◆ Instructions to follow ◆
Only the lines from the one containing "Note to the class: find the metal grid" through the end of the entries should be repeated, exactly as they appear, first and last included.

— Begin Records for this task —

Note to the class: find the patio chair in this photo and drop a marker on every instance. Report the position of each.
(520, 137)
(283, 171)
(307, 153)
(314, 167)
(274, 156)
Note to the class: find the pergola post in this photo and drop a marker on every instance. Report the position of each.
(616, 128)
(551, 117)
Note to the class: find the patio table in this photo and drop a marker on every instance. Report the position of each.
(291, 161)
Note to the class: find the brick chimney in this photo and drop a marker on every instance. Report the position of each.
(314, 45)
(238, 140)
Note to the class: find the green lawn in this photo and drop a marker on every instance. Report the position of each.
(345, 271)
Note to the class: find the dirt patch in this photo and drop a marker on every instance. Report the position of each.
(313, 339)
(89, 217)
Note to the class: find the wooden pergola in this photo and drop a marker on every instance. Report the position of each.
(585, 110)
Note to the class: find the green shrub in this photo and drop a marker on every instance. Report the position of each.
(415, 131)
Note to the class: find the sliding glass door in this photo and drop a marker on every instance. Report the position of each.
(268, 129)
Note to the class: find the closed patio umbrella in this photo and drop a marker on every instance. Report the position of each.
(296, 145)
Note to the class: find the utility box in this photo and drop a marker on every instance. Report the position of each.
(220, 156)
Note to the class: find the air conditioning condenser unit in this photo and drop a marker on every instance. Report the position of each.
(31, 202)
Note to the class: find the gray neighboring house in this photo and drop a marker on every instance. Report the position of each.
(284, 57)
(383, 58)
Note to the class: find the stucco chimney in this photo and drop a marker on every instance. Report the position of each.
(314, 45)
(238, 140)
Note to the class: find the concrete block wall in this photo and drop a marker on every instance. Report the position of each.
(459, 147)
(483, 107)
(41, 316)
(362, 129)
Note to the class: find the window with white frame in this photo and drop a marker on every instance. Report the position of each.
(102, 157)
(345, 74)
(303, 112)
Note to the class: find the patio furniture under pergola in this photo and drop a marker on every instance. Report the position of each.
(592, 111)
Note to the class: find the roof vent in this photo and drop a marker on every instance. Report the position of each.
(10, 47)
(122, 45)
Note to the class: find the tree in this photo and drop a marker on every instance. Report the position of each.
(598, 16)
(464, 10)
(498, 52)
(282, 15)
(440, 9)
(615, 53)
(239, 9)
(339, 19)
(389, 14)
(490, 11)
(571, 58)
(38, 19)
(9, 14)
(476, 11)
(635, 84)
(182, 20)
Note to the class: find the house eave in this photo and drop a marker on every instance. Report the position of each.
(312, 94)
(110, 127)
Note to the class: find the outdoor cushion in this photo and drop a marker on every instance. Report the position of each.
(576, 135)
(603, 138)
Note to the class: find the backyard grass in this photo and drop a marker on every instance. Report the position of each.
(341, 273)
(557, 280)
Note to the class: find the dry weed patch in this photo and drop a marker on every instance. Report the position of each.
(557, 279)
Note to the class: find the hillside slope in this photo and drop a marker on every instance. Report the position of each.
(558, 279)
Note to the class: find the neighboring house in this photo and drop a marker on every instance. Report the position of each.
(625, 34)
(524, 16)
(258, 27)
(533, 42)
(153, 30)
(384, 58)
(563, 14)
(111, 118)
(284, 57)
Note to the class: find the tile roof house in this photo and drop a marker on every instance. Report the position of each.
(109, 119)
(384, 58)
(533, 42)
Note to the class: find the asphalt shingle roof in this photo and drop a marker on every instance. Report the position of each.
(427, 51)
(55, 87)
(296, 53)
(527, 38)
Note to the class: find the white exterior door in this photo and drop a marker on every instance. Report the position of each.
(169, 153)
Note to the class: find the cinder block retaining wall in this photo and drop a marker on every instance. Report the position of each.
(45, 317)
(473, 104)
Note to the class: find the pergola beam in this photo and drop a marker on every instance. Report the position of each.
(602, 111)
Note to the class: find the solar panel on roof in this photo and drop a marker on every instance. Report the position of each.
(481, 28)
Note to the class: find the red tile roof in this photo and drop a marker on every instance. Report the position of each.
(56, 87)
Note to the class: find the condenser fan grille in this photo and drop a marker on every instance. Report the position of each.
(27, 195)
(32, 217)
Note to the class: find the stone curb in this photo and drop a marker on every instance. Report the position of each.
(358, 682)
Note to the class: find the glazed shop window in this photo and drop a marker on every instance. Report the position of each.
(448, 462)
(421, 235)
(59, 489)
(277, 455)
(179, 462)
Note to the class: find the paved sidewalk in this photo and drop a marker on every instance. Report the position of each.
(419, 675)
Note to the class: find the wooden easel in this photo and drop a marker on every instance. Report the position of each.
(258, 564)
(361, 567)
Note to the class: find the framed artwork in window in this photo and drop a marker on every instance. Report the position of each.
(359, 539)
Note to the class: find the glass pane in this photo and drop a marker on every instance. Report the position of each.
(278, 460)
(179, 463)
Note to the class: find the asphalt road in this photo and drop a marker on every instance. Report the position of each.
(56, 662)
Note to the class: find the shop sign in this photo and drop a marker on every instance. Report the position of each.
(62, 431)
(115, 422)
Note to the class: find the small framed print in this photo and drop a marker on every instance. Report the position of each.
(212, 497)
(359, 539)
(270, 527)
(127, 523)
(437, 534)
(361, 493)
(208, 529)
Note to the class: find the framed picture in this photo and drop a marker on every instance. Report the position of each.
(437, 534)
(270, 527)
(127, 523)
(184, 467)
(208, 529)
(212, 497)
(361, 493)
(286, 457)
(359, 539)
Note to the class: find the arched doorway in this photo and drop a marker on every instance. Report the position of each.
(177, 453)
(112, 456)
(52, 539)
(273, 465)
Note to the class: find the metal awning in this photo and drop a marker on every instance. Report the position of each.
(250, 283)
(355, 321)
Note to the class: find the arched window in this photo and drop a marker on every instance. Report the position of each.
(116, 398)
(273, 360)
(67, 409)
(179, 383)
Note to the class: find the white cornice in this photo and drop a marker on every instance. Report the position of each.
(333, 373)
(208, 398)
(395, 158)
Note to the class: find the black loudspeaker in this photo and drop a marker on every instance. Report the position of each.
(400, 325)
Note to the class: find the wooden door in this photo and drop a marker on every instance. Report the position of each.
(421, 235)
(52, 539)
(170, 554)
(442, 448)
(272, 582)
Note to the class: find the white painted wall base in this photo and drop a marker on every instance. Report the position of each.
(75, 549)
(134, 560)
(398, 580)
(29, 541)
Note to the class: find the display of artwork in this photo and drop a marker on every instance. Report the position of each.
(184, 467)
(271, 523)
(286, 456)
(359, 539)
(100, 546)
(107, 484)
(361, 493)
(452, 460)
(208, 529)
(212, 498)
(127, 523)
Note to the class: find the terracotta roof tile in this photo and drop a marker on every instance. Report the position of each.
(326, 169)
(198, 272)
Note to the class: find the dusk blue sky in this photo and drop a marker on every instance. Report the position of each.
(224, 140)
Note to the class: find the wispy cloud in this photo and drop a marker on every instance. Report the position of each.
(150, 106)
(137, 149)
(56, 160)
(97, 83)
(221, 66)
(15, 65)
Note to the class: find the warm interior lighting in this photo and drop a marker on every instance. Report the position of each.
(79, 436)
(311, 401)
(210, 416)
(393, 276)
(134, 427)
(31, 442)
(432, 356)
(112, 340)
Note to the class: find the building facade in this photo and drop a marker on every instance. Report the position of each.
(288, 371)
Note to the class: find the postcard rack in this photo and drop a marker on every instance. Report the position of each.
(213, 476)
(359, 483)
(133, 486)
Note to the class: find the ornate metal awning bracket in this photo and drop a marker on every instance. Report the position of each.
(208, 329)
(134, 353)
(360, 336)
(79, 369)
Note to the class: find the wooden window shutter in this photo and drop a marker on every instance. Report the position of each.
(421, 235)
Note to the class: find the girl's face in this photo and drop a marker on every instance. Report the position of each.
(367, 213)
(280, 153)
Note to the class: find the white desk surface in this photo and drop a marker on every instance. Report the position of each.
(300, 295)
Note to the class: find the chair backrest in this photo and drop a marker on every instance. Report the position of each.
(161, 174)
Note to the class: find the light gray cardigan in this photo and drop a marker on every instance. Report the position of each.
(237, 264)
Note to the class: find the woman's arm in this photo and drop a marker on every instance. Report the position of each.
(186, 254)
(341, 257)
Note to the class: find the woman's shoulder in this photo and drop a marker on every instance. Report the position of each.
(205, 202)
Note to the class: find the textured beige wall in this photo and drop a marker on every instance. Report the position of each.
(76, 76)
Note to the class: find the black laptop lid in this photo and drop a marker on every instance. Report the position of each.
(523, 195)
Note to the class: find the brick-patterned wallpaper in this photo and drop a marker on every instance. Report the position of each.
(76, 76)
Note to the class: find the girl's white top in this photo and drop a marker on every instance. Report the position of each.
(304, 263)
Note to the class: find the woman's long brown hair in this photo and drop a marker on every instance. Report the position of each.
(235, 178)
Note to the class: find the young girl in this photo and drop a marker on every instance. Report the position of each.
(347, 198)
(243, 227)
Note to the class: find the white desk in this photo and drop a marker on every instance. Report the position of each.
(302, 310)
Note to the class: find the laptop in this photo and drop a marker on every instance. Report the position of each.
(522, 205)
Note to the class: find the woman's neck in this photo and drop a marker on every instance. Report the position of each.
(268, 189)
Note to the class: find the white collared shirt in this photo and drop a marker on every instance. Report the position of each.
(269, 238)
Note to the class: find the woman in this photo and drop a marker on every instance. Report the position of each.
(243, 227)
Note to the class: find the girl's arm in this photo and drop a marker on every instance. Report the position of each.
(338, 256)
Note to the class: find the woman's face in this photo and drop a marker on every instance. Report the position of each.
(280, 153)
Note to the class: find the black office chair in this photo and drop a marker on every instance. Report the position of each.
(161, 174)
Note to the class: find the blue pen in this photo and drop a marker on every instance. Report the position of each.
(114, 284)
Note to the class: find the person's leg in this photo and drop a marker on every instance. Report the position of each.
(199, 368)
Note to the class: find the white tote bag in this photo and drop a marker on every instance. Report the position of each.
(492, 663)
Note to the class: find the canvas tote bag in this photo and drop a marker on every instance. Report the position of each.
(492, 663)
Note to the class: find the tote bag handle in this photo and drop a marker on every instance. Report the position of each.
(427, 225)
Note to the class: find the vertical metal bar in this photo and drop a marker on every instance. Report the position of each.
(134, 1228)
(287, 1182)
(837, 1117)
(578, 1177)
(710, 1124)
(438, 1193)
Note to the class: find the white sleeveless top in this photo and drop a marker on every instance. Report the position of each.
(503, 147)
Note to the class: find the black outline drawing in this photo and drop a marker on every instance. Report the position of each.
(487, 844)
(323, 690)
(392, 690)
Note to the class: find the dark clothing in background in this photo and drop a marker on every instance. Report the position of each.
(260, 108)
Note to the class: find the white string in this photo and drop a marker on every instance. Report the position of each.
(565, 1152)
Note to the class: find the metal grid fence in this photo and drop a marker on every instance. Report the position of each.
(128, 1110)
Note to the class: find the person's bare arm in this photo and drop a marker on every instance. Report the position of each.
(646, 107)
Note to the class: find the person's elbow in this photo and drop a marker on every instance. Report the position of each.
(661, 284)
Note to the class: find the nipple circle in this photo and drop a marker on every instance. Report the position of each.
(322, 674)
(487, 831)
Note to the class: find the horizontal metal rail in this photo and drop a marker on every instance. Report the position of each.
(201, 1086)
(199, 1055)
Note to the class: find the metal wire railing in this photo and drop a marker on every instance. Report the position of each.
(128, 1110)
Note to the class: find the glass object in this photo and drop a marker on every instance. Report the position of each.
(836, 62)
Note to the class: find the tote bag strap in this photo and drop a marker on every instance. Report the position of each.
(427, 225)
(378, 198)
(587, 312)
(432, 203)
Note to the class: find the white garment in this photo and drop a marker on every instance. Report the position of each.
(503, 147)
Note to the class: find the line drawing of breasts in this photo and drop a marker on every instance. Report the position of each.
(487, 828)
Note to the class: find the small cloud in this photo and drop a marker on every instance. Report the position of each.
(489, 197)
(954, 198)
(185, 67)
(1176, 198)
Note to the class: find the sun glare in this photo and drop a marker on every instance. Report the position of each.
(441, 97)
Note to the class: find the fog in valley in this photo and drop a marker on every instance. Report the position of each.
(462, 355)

— End Records for this task —

◆ Answer to this exercise ◆
Note to the class: find the metal grid fence in this photo and drop a marker on every instance. Report the position of each.
(128, 1110)
Note to the class: find the person's bare arm in this photo and drop a marker on every instance. Report the position of each.
(646, 107)
Note to the class: find the person's elbow in this photo and drop a marker on every instance. Report the position of each.
(661, 284)
Note to the class: find the nipple circle in this photo and drop a marker on every instance. Report the position of each.
(322, 674)
(487, 831)
Note to the class: find the horizontal metal rail in this photo and drop a marker on every instance. Report the position of each.
(201, 1086)
(199, 1055)
Note to the class: find the metal wire railing in this photo and drop a marker on every instance. Report the position of each.
(128, 1110)
Note to the class: find the glass object in this photo and drop a marker on every instance. Report the position of each.
(836, 62)
Note to the class: find the tote bag strap in this photo and drop a marker on every instance. Report the position of each.
(427, 225)
(378, 198)
(587, 312)
(432, 203)
Note to the class: find the white garment in this photo and drop a marker on every instance. Report the position of each.
(503, 147)
Note to the class: find the line drawing of breasts in this photo and drop a marker on every instance. Report the position of each.
(487, 828)
Note to the class: find the small cloud in this photo and drop a marker on every instance. Report the position of each.
(489, 197)
(954, 198)
(185, 67)
(1176, 198)
Note to the class: find the sun glare in this photo and drop a marker on every instance. Report the position of each.
(441, 97)
Note to the class: find the fog in valley in this photo and drop a marker on every instance. Report the position of each.
(462, 355)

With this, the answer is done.